§ **Excerpt provided**

▽

Summer 2018

Deep Dives

The directors of the American Masters series approach their trailblazer subjects on their own terms, with no stone left unturned

By PAUL BROWNFIELD


Mel Brooks the raconteur in Mel Brooks: Make a Noise (Photo: WNET/American Masters)

The idea was deceptively straightforward: to create a television series that delved into the life-work/work-life continuum of America's most influential artists. These would not be dogged, dutifully narrated hagiographies so much as original works themselves—documentary films that in tone, substance and execution would achieve a spiritual kinship to the cultural forces they were chronicling.

"I would say to filmmakers, 'I want this film to be as original and appropriate as the subject matter,'" says Susan Lacy, the series creator and former longtime executive producer. "You're not going to make the same film about Lou Reed that you're going to make about Leonard Bernstein. Lou Reed had to have a gritty, black-and-white, downtown feel to it. And Leonard Bernstein needed to have a kind of majesty. Every film sort of took its temperature from the subject."

△

§ **Extracted material**
▽

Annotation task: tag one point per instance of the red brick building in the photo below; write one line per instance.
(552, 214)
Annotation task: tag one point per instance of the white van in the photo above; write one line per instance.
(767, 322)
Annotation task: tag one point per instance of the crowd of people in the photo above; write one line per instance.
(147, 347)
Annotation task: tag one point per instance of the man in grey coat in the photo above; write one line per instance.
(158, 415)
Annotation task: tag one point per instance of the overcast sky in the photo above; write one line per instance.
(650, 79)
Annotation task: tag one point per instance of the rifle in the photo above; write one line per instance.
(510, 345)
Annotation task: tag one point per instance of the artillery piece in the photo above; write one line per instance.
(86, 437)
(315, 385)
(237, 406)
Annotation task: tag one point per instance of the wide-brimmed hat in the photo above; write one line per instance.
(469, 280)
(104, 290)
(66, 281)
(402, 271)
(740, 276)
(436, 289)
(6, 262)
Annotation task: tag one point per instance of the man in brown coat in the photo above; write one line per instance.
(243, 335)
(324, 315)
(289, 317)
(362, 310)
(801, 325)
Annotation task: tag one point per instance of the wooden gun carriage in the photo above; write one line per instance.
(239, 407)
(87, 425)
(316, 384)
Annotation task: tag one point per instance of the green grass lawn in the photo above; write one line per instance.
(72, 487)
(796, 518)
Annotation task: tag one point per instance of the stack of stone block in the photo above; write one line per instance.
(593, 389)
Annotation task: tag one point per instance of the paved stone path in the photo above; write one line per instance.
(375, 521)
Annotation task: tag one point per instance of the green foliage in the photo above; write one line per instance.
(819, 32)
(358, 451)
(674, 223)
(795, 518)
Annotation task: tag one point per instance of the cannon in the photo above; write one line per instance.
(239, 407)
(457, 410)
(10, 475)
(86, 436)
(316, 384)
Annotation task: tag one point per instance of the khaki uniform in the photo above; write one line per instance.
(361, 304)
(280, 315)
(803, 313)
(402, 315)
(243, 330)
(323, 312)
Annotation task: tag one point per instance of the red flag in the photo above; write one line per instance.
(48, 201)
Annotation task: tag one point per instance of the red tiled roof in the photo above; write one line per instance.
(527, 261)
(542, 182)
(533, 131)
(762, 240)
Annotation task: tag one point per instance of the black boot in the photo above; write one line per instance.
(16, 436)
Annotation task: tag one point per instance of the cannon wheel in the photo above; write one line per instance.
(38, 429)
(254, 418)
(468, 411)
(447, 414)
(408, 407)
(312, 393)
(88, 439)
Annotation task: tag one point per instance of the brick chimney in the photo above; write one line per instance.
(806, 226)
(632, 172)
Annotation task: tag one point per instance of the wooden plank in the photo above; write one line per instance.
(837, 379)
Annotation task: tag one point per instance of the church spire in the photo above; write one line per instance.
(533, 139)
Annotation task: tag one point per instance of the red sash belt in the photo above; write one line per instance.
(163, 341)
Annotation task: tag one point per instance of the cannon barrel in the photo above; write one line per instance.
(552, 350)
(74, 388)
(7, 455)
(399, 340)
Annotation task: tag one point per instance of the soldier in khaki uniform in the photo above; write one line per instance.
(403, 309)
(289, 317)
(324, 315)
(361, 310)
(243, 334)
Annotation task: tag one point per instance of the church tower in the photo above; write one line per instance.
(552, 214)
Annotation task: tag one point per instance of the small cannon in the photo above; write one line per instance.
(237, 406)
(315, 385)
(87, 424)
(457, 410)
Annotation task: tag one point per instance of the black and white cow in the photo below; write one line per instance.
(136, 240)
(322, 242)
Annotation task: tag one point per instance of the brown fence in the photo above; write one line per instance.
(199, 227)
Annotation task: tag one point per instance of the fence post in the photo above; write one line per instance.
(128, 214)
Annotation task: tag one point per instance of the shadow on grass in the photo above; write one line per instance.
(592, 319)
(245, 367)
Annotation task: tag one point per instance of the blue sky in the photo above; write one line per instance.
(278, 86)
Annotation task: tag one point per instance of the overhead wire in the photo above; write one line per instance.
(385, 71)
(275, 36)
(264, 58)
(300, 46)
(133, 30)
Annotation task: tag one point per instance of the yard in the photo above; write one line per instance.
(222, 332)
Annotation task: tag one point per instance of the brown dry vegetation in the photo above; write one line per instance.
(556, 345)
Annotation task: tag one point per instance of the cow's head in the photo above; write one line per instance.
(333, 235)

△

§ **Requirements**
**a.** Answer each question from the American Masters article, one answer per line.
(i) Who wrote the article?
(ii) Which film does the photo caption name for Mel Brooks?
(iii) According to Susan Lacy, what kind of feel did the Lou Reed film need?
**b.** Retype the part of the American Masters article starting with "The directors of" and going on through "Noise (Photo: WNET/American Masters)".

§ **Solved tasks**
**a.**
(i) Paul Brownfield
(ii) Mel Brooks: Make a Noise
(iii) A gritty, black-and-white, downtown feel

**b.**
The directors of the American Masters series approach their trailblazer subjects on their own terms, with no stone left unturned

By PAUL BROWNFIELD


Mel Brooks the raconteur in Mel Brooks: Make a Noise (Photo: WNET/American Masters)